**GIVEN REQUEST A**
Rewrite the listing of stored dataset items so that "sample layout" becomes "reference layout" throughout, with nothing else altered. Leave the pictures out of your version.

Gowex Shows Why Lending is the Best Venue for Accounting Control Fraud

By William K. Black
(Cross posted on Benzinga.com)

A classic accounting control fraud, Gowex, has collapsed in Spain.  Gowex was a wi-fi firm.  It was able to run its scam for at least four years.  It was a crude scam that involved simply making up contracts and borrowing to grow rapidly.

“The US firm Gotham City Research had described Gowex as a ‘charade’ and said that its revenues were ‘at most’ 10% of those reported.”

As soon as Gotham City Research blew the whistle on Gowex it made it impossible for Gowex to borrow additional funds and avoid collapse.

Accounting control fraud at Gowex, of course, led to the “sure thing” of enormous reported success and fame and wealth for its leader.  “Gowex … was widely touted as one of Spain’s entrepreneurial success stories.”

“In recent years, Spanish government officials often pointed to Mr. García and Gowex to highlight how innovative Spanish companies could grow by competing outside the country. Early this year, Spain’s government export agency granted Gowex its ‘Start-ex’ award for the company’s internationalization strategy.

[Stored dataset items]

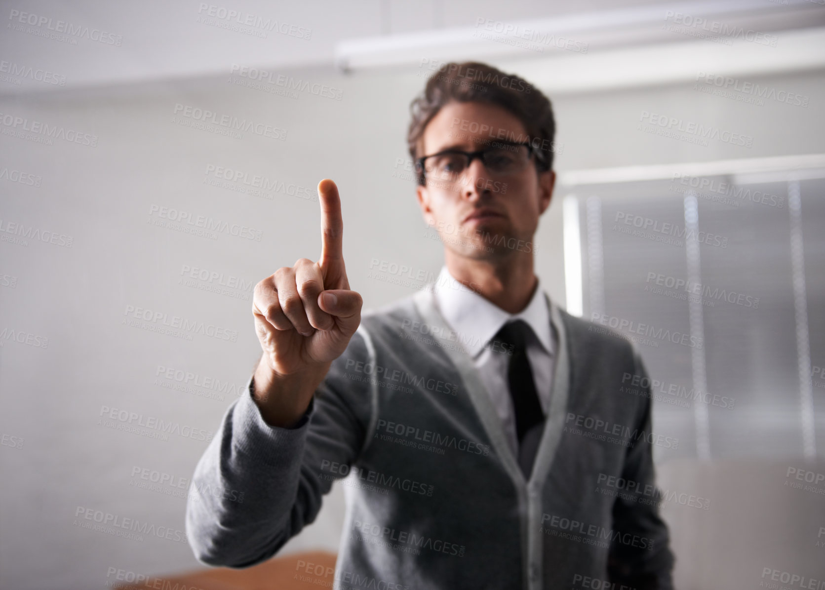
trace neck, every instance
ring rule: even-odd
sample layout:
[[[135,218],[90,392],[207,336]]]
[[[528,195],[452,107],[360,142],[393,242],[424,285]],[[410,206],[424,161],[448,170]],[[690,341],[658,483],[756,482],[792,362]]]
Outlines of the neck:
[[[476,260],[445,249],[450,274],[508,314],[527,307],[539,280],[533,271],[532,253],[515,253],[506,258]]]

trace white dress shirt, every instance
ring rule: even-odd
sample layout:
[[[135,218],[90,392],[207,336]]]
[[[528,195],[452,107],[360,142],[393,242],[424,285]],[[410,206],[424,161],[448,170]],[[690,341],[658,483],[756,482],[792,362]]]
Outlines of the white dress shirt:
[[[509,320],[523,319],[532,328],[526,335],[527,360],[541,409],[547,416],[550,404],[550,384],[555,364],[558,336],[550,329],[550,312],[544,300],[541,280],[527,307],[518,314],[508,314],[468,289],[450,274],[446,265],[433,287],[436,303],[450,327],[459,335],[459,342],[467,350],[481,375],[481,380],[493,398],[513,455],[518,456],[516,416],[507,385],[507,364],[512,355],[494,352],[488,344]]]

**GIVEN REQUEST B**
Extend the article on the Gowex accounting fraud, picking up right after its last sentence.

**EXERCISE RESULT A**
trace neck, every instance
ring rule: even-odd
reference layout:
[[[135,218],[90,392],[207,336]]]
[[[528,195],[452,107],[360,142],[393,242],[424,285]],[[410,206],[424,161],[448,170]],[[690,341],[658,483],[756,482],[792,362]]]
Outlines of the neck:
[[[476,260],[445,249],[450,274],[508,314],[527,307],[539,280],[533,271],[532,253],[515,253],[506,258]]]

trace white dress shirt, every instance
ring rule: even-odd
reference layout:
[[[135,218],[90,392],[207,336]]]
[[[528,195],[452,107],[360,142],[393,242],[424,285]],[[410,206],[424,161],[448,170]],[[690,341],[658,483],[756,482],[792,362]]]
Outlines of the white dress shirt:
[[[509,320],[523,319],[532,328],[526,335],[527,360],[541,409],[547,416],[550,404],[550,384],[555,364],[558,336],[550,329],[550,312],[544,300],[541,280],[527,307],[518,314],[508,314],[468,289],[450,274],[446,265],[433,287],[436,303],[450,327],[459,335],[459,342],[467,350],[481,375],[481,380],[493,398],[513,455],[518,456],[516,416],[507,385],[507,364],[512,355],[494,352],[488,344]]]

**EXERCISE RESULT B**
Prior to the collapse, Gowex’s stock price rose from €2 to €26, so it was able to deceive both its creditors and investors for years despite relying on an unsophisticated fraud scheme.

For a wondrous ode to Gowex one needs to go back in time only a year to read the financial experts at Bloomberg.  The entire article is so hysterically hagiographic that I will simply provide the link and urge the reader to enjoy it in its entirety as a warning about how even unsophisticated accounting control frauds can easily con the world’s allegedly most financially sophisticated experts.

Ernst and Young named Gowex’s CEO Spain’s entrepreneur of the year in 2011.

A Spanish professor has written a column about Gowex’s collapse that says we should celebrate Gotham’s role.  In one way, his column supports my thesis.  It is, however, a strangely revealing column because of it takes such a blasé view to fraud.

“The collapse of Spanish WiFi connections provider Gowex, valued at around 1.4 billion euros less than a week ago, should prompt serious concern… but I’m not seeing much sign of it on the web. The first, and most important thing to establish as far as I am concerned, is that Gowex’s failure is no reflection on the sector it operates in.”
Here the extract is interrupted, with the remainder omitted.